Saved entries

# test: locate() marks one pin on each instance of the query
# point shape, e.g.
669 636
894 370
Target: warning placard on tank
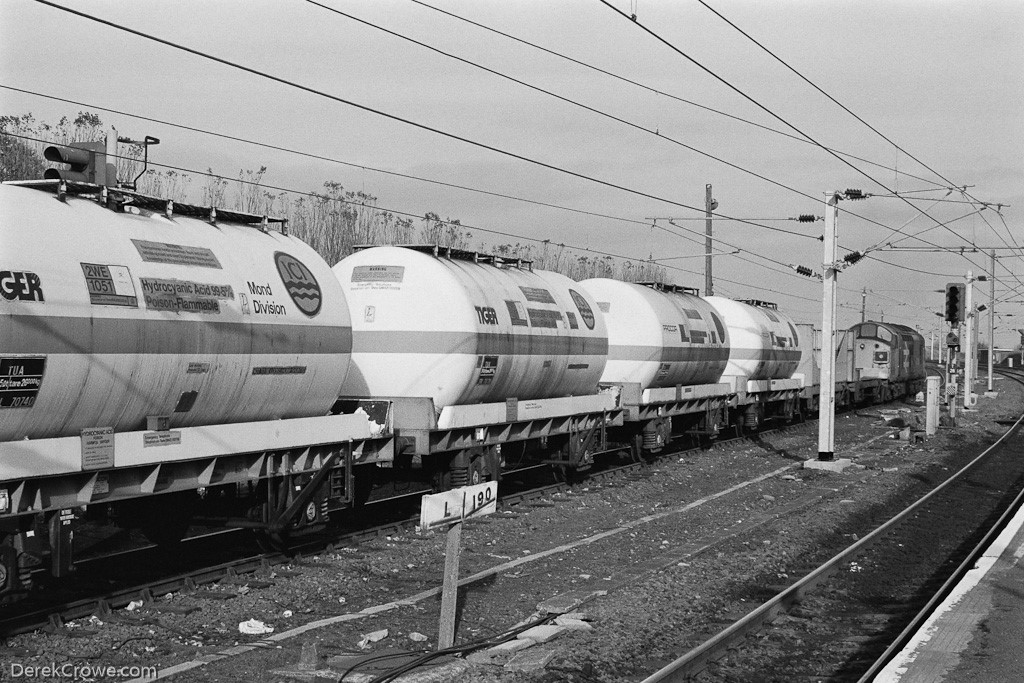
184 296
110 285
377 276
97 447
20 379
162 252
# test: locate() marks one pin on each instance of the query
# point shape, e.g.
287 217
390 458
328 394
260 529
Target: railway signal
955 302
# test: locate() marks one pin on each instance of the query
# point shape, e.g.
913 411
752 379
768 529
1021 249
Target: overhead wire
384 114
815 86
580 104
374 207
653 89
402 175
785 268
373 111
841 105
765 109
567 100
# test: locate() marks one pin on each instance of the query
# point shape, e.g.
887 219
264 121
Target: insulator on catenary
853 257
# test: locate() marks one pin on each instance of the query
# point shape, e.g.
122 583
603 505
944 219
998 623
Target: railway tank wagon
148 352
125 315
668 349
765 353
473 351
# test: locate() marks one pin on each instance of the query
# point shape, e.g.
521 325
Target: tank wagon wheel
565 474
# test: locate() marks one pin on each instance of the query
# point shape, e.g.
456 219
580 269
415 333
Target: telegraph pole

> **Work required**
Exactly as they appear above, give the records again, without their pictures.

> **Expected output**
# test: locate() marks one pin on each instance of the query
# point shape, e.g.
669 636
894 370
Target: warning placard on tank
184 296
110 285
377 276
97 447
20 379
162 252
# test: locate() marks one pin on each instance of the query
# point shape, e.g.
287 217
390 458
328 394
260 529
Target: railway signal
955 302
# test: locate() marks one pin on each instance of the query
# point shape, e.g.
913 411
752 379
768 529
1021 249
Target: overhead wire
384 114
815 86
580 104
374 207
653 89
402 175
785 268
373 111
841 105
765 109
567 100
# test: locate() marks one pin on each instance of the query
# point shape, e.g.
887 219
264 121
Target: insulator on catenary
853 257
# test: locate() marks one pin on each instance of the query
# point shape, e.g.
122 583
603 505
944 219
998 623
Target: railway tank wagon
148 352
125 315
668 349
765 353
473 351
# test: locate() marks one pin on each instance of the query
# point shape, e.g.
521 325
Target: tank wagon wheel
565 474
# test: locate() marks one pin on each instance of the query
# point shape, e.g.
456 219
580 269
415 333
Target: telegraph pole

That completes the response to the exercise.